- _EXCERPTED PASSAGE_
+--
Think of it this way: the TR1, DS1, CH1 and other transaction documents are the substantive deeds. The HM Land Registry form AP1 is the application wrapper that tells them what you want done with those documents, which title number is affected, what you are paying, and who is making the application. Without it, HM Land Registry has no formal application to process and your documents will be returned.
This form was introduced alongside the Land Registration Act 2002 and has been updated periodically since. The version available on this page is dated October 2024. Always use the current version as older versions are sometimes rejected. The PDF on this page is always the latest edition.
When is the AP1 not needed? Some specific applications use their own dedicated cover forms instead of the AP1. First registration uses the FR1. Official copy requests use OC1 or OC2. Searches use their own search forms. For virtually every other dealing with a registered title, submitting via the AP1 is the correct route.
The AP1 form land registry system covers an enormous range of transactions. Many people only encounter it during a house sale or purchase, but in practice it is used far more broadly than that.
Every residential and commercial property transfer requires an AP1 to register the new owner. It accompanies the TR1 (whole title) or TP1 (part transfer).
When a new charge is registered against a title, an AP1 accompanies the CH1 legal charge form. The lender’s details are entered in Panel 10.
When a mortgage is paid off and removed from the register, an AP1 accompanies the DS1 discharge form or is used alongside the electronic END1 process.
Updating the register after a change of name following marriage, civil partnership, divorce or deed poll requires this form with supporting evidence. See the dedicated name change section below.
Adding or removing a restriction (using RX1 or RX3) or entering a unilateral notice all require an AP1 as the covering application.
Transferring a title into joint names or removing a co-owner following a death or relationship breakdown both require an AP1 accompanying the relevant transfer deed.
A new lease of more than seven years must be registered. The AP1 accompanies the lease document as the covering application.
Changing the address for service held on the register can be done using an AP1 without any separate deed.
+--
- _DATA LINES_

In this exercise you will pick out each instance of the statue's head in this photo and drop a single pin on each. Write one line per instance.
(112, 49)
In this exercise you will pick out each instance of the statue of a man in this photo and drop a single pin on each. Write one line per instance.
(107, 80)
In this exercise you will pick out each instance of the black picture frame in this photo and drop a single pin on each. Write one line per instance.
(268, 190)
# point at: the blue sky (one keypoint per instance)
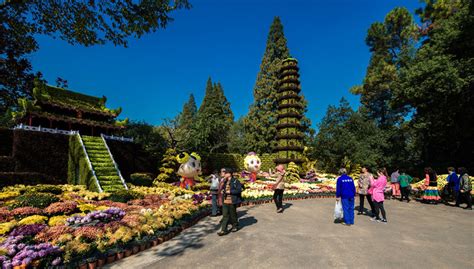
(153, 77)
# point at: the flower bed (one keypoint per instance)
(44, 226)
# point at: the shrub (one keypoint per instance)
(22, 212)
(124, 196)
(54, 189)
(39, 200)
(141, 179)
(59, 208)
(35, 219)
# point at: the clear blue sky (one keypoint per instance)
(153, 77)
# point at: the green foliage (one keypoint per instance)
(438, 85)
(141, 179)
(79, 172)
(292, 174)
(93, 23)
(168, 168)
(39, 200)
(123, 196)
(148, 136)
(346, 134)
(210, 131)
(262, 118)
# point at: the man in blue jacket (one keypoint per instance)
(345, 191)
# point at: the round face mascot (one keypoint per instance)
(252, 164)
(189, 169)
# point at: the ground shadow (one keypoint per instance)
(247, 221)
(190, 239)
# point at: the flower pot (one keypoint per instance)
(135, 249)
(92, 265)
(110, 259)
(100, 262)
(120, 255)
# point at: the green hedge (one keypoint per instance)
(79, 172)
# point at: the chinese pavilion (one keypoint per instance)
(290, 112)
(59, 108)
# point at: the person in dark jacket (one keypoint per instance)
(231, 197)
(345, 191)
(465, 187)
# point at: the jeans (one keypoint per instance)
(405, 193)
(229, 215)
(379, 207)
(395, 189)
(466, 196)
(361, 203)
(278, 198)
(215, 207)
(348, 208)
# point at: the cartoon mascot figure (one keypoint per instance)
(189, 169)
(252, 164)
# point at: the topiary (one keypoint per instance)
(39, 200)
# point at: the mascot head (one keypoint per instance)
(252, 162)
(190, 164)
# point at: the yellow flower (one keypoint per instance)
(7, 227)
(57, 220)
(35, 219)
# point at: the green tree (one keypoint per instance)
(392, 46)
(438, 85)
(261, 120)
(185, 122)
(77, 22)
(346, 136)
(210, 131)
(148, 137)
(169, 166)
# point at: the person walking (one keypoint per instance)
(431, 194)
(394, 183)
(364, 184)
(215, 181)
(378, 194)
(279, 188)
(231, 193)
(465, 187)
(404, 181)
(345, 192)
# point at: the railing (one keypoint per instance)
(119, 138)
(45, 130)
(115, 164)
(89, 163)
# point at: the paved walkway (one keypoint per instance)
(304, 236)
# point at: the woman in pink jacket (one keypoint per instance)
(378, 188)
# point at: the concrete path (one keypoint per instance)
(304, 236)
+--
- _WRITTEN EXERCISE 1_
Put the entries from the line with "# point at: the clear" up to and including the final line of the entries into a Markdown table with the columns Row and Line, leaving out blank lines.
- _WRITTEN EXERCISE 2_
Please write what comes next in the passage about the AP1 form, starting after its last sentence.
The entries have no connection to the passage about the AP1 form.

- _OUTPUT 1_
| Row | Line |
|---|---|
| 1 | # point at: the clear blue sky (one keypoint per instance) |
| 2 | (153, 77) |
| 3 | # point at: the green foliage (one keypoint per instance) |
| 4 | (438, 85) |
| 5 | (141, 179) |
| 6 | (79, 172) |
| 7 | (292, 174) |
| 8 | (93, 23) |
| 9 | (168, 168) |
| 10 | (39, 200) |
| 11 | (123, 196) |
| 12 | (148, 136) |
| 13 | (346, 134) |
| 14 | (210, 131) |
| 15 | (262, 118) |
| 16 | # point at: the man in blue jacket (one keypoint per instance) |
| 17 | (345, 191) |
| 18 | # point at: the round face mascot (one keypoint per instance) |
| 19 | (252, 164) |
| 20 | (189, 169) |
| 21 | # point at: the ground shadow (one keypoint per instance) |
| 22 | (247, 221) |
| 23 | (190, 239) |
| 24 | # point at: the flower pot (one keypoint per instance) |
| 25 | (135, 249) |
| 26 | (92, 265) |
| 27 | (110, 259) |
| 28 | (100, 262) |
| 29 | (120, 255) |
| 30 | # point at: the green hedge (one keypoint per instance) |
| 31 | (79, 172) |
| 32 | # point at: the chinese pavilion (one keypoint per instance) |
| 33 | (290, 112) |
| 34 | (59, 108) |
| 35 | # point at: the person in dark jacket (one keypoint per instance) |
| 36 | (231, 197) |
| 37 | (345, 191) |
| 38 | (465, 187) |
| 39 | # point at: the jeans (one keypoint per instance) |
| 40 | (405, 193) |
| 41 | (229, 215) |
| 42 | (379, 207) |
| 43 | (395, 189) |
| 44 | (466, 196) |
| 45 | (361, 203) |
| 46 | (278, 198) |
| 47 | (215, 207) |
| 48 | (348, 208) |
| 49 | # point at: the cartoon mascot figure (one keypoint per instance) |
| 50 | (189, 169) |
| 51 | (252, 164) |
| 52 | # point at: the topiary (one keypoint per instance) |
| 53 | (39, 200) |
| 54 | # point at: the mascot head (one keypoint per instance) |
| 55 | (252, 162) |
| 56 | (190, 164) |
| 57 | # point at: the yellow flower (one keypoint per instance) |
| 58 | (7, 227) |
| 59 | (57, 220) |
| 60 | (35, 219) |
| 61 | # point at: the green tree (one keypoint per instance) |
| 62 | (392, 46) |
| 63 | (438, 85) |
| 64 | (261, 120) |
| 65 | (185, 122) |
| 66 | (77, 22) |
| 67 | (346, 136) |
| 68 | (210, 131) |
| 69 | (148, 137) |
| 70 | (169, 166) |
| 71 | # point at: the person walking (one keypoint per instance) |
| 72 | (431, 194) |
| 73 | (394, 183) |
| 74 | (364, 184) |
| 75 | (215, 181) |
| 76 | (378, 194) |
| 77 | (279, 188) |
| 78 | (231, 193) |
| 79 | (465, 187) |
| 80 | (404, 181) |
| 81 | (345, 192) |
| 82 | # point at: the railing (one keypoint per instance) |
| 83 | (119, 138) |
| 84 | (45, 130) |
| 85 | (115, 164) |
| 86 | (89, 163) |
| 87 | # point at: the paved walkway (one keypoint per instance) |
| 88 | (304, 236) |
| 89 | # point at: the woman in pink jacket (one keypoint per instance) |
| 90 | (378, 188) |
| 91 | # point at: the concrete path (one keypoint per instance) |
| 92 | (304, 236) |

- _OUTPUT 2_
One of the most common reasons people use the AP1 form without a solicitor is to update their name on the property register after getting married, entering a civil partnership, divorcing or changing their name by deed poll. The process is straightforward but a few things need to be right.
What documents do you need? The documents required depend on why the name has changed:
💍 Marriage or civil partnership: Your original or certified copy marriage certificate or civil partnership certificate. A photocopy will not be accepted without certification.
⚖️ Divorce or dissolution: Your decree absolute or final order of dissolution. This confirms the old name is no longer in use and the new name can be registered.
📄 Deed poll or statutory declaration: Your enrolled or unenrolled deed poll, or a statutory declaration confirming the change. HM Land Registry will accept either, but the document must be an original or certified copy.
✅ A name change application using the AP1 form is one of the simpler applications you can make to HM Land Registry without a solicitor. Most name change applications are processed without a requisition provided the supporting document clearly links the old name on the register to the new name being registered.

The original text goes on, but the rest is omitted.